## SELECTED EXTRACT:
╔══

Enter Richard Horne. If you didn’t already think that he was the worst, this episode confirms it. As he stands outside a trailer home, he calls out for Miriam, the bubbly lady from the diner who saw him accidentally run down a child in episode six. We see Richard’s devilish reflection in Miriam’s trailer (a clear Bob homage) as she defiantly tells him she already told the police. She even sent them a letter on top of it, not realizing this admission will seal her fate. After Richard ditches Miriam’s body (and leaves the trailer to a likely gas explosion), he calls Chad, our resident asshole cop, and tells him to intercept the letter.

╚══

## WHAT TO PRODUCE:
Transcribe the recap passage starting at "Enter Richard Horne." and ending at "intercept the letter.". The lines that come next are separate material, unrelated to the recap passage.

(Detection annotation records)
╔══

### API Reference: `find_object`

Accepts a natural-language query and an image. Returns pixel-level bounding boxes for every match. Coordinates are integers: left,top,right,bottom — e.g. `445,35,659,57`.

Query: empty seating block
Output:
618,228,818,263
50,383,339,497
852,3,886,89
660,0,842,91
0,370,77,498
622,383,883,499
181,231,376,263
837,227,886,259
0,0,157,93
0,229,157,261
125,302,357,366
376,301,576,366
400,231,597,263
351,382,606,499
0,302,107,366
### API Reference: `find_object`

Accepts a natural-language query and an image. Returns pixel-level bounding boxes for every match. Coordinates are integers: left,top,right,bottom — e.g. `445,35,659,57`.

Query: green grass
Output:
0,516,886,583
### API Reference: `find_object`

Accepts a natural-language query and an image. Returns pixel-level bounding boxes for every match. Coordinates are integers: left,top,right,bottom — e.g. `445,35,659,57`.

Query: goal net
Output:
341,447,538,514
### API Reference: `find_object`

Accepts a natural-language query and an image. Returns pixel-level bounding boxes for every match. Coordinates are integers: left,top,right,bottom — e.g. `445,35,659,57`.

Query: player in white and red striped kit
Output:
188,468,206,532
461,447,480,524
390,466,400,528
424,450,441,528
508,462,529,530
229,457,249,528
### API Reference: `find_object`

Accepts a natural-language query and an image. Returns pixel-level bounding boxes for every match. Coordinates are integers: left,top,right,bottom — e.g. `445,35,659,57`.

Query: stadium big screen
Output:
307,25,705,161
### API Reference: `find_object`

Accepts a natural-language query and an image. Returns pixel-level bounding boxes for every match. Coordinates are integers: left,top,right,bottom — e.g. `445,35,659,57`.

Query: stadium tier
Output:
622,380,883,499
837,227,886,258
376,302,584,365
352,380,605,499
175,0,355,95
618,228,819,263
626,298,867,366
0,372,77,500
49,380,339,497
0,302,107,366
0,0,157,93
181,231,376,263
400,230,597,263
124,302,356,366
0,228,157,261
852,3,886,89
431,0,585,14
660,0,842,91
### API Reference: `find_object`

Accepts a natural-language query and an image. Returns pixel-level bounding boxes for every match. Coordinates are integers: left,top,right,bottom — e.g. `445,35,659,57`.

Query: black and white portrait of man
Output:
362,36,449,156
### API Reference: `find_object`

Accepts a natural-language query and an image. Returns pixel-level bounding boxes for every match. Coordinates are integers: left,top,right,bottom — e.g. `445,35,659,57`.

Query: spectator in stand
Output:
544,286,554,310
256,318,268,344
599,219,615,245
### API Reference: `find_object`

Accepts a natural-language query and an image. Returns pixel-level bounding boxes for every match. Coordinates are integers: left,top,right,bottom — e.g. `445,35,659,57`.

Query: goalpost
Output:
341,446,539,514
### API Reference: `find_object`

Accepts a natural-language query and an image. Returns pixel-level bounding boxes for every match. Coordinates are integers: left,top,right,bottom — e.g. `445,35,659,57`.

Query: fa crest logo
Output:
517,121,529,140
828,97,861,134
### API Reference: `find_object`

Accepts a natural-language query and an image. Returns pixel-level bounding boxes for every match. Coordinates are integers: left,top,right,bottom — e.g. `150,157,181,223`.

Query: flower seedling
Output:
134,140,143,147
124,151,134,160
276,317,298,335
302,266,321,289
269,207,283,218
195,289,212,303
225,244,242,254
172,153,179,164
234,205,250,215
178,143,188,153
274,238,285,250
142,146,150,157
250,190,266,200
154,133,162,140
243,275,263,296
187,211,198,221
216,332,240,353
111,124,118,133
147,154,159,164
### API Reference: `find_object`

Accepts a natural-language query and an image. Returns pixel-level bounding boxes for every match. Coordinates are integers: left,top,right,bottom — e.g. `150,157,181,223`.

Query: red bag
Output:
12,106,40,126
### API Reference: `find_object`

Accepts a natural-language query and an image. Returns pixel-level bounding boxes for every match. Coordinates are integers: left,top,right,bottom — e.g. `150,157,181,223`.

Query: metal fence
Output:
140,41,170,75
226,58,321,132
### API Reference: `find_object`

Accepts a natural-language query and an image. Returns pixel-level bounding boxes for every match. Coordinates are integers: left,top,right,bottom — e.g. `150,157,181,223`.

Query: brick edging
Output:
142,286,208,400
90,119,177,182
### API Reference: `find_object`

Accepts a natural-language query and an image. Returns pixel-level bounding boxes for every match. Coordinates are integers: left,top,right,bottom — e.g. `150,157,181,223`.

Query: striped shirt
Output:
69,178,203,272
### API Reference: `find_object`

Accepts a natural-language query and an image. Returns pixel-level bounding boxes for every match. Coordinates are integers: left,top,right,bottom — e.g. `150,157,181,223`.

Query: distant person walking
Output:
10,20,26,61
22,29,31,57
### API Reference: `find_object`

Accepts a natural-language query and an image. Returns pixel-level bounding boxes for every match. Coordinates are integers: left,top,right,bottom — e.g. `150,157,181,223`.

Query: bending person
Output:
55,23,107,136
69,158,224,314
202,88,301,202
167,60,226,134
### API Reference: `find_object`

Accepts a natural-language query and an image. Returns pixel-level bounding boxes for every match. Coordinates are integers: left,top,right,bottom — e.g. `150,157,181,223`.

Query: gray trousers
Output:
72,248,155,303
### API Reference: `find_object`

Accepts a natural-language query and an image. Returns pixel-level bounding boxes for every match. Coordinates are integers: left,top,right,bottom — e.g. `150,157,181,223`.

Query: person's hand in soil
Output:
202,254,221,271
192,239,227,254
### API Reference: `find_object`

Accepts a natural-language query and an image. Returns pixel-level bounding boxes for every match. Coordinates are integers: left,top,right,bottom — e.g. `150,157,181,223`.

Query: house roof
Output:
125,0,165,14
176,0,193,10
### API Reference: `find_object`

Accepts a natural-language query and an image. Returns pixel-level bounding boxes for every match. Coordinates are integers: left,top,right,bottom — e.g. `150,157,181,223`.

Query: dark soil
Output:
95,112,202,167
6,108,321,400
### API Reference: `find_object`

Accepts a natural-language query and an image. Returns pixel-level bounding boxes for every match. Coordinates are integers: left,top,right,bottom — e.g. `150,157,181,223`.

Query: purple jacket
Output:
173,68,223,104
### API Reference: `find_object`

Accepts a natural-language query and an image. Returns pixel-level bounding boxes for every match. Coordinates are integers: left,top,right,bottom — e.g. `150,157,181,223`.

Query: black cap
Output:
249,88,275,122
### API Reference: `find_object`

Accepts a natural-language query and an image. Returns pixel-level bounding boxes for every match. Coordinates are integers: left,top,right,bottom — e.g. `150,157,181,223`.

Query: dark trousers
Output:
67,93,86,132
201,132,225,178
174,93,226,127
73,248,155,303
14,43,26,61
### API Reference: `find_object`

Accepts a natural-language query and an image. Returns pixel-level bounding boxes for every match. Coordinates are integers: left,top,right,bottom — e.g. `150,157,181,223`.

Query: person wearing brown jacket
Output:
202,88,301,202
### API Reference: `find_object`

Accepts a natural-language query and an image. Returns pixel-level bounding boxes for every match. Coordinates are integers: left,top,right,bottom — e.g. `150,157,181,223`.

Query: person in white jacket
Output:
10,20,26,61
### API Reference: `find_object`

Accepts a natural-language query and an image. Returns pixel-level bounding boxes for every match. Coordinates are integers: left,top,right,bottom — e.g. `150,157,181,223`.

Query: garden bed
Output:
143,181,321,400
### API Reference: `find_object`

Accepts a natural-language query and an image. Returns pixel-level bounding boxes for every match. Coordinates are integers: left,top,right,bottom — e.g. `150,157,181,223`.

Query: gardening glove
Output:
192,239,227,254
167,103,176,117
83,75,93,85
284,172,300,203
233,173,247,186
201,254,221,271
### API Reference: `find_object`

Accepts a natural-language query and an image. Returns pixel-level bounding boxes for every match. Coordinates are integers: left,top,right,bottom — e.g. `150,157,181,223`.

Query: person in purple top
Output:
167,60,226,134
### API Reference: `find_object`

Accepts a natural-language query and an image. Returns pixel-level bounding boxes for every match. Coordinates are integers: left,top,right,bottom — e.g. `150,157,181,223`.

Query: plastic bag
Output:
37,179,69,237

╚══

## EXERCISE OUTPUT:
Enter Richard Horne. If you didn’t already think that he was the worst, this episode confirms it. As he stands outside a trailer home, he calls out for Miriam, the bubbly lady from the diner who saw him accidentally run down a child in episode six. We see Richard’s devilish reflection in Miriam’s trailer (a clear Bob homage) as she defiantly tells him she already told the police. She even sent them a letter on top of it, not realizing this admission will seal her fate. After Richard ditches Miriam’s body (and leaves the trailer to a likely gas explosion), he calls Chad, our resident asshole cop, and tells him to intercept the letter.